Scale the part that opens with the first of the rows below and closes with the line containing "top-left (0, 212), bottom-right (445, 298)": give those lines again, requests included, with every bounding-box coordinate in the answers multiplied by 1.1 and rounded to a whole number, halves rounding up. Leave the numbers in the requests and their format samples unchanged.

─── RECORDS FOR PROCESSING ───

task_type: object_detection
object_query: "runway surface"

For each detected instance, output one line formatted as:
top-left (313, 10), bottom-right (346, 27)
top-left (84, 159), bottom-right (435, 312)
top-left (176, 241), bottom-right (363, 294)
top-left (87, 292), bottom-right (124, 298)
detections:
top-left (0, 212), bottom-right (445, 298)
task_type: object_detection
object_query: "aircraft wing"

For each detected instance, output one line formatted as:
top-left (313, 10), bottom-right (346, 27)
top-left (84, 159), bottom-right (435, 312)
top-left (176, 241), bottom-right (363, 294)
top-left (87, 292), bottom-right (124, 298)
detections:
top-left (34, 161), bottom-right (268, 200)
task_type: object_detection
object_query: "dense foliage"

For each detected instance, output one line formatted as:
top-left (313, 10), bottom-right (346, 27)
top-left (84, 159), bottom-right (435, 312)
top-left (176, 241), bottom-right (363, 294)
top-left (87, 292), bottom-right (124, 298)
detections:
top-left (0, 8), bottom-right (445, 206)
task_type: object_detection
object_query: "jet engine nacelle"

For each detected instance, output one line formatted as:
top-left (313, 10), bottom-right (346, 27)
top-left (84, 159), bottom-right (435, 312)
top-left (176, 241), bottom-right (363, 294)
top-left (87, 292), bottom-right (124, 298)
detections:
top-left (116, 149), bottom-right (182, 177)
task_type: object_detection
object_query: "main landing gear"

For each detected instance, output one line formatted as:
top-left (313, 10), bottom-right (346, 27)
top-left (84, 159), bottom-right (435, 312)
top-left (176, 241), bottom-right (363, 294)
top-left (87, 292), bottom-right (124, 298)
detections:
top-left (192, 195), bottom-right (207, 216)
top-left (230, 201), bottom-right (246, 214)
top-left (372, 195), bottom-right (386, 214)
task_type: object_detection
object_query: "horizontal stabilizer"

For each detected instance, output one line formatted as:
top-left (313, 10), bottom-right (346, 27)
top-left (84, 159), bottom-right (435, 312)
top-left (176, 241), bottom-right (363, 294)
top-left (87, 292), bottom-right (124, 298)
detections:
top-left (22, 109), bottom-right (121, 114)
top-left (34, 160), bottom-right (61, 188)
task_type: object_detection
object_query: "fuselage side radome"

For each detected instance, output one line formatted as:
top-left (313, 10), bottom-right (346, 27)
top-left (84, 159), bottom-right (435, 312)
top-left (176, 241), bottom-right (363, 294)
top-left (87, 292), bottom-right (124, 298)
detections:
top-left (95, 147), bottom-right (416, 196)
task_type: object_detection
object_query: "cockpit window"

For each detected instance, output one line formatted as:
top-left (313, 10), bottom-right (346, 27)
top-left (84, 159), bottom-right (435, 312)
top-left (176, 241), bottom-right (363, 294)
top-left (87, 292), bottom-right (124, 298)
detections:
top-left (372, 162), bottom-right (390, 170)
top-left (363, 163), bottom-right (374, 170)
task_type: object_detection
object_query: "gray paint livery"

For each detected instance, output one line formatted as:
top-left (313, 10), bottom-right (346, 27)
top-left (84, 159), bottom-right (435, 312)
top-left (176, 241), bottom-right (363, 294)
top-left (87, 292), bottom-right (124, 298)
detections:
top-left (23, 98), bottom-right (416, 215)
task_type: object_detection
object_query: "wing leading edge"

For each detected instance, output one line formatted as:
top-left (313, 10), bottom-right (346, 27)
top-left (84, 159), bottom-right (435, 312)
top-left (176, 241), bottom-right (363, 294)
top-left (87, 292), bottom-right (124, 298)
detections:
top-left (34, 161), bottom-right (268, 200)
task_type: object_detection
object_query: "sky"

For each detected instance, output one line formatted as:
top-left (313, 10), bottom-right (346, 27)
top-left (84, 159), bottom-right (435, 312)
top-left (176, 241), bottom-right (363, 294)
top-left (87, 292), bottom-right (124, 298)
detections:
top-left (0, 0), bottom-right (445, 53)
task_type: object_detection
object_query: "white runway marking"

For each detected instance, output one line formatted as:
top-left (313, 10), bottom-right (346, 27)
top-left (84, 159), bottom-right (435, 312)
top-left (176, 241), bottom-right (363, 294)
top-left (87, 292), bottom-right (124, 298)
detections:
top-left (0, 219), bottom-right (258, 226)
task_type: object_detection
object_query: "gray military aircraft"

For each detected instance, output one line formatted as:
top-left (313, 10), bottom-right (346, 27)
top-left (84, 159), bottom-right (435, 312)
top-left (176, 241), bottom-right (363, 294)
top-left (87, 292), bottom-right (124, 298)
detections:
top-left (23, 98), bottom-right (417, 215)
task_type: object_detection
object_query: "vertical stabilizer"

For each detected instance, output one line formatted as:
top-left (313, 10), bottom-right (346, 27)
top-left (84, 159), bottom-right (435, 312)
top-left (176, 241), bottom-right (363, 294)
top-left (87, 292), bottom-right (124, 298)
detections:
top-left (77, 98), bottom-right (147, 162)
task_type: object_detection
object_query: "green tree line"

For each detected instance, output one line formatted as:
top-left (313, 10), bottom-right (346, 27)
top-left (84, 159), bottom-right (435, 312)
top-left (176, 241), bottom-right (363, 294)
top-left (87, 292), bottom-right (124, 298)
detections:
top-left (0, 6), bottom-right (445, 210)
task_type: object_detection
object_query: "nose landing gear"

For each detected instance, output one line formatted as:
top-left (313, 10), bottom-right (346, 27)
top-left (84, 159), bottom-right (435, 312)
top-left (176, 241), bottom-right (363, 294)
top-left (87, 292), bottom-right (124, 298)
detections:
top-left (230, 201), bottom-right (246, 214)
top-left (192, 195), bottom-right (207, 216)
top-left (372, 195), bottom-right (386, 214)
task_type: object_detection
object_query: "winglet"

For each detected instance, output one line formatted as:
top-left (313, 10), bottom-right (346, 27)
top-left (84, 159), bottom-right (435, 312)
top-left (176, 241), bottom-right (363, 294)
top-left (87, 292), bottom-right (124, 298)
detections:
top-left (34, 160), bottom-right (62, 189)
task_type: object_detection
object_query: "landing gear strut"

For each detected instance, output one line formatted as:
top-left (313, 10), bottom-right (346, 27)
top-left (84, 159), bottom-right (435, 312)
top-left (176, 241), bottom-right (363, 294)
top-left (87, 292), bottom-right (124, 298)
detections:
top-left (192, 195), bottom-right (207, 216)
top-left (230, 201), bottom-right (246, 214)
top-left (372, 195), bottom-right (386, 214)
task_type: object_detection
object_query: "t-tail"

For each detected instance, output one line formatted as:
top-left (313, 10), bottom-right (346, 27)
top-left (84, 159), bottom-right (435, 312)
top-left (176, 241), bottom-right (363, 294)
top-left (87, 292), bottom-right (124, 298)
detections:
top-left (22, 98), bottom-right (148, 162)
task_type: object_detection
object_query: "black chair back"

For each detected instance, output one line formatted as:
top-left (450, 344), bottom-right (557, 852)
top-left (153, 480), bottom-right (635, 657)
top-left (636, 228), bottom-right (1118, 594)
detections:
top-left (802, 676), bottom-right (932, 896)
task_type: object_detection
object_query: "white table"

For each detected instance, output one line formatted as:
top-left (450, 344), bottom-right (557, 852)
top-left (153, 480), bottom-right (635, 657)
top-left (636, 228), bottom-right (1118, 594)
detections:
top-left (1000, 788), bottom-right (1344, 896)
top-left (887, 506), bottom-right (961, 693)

───

**TASK OUTPUT:**
task_type: object_detection
object_query: "runway surface"

For each detected instance, output one line formatted as:
top-left (313, 10), bottom-right (346, 27)
top-left (84, 159), bottom-right (435, 312)
top-left (176, 241), bottom-right (363, 294)
top-left (87, 292), bottom-right (124, 298)
detections:
top-left (0, 233), bottom-right (490, 328)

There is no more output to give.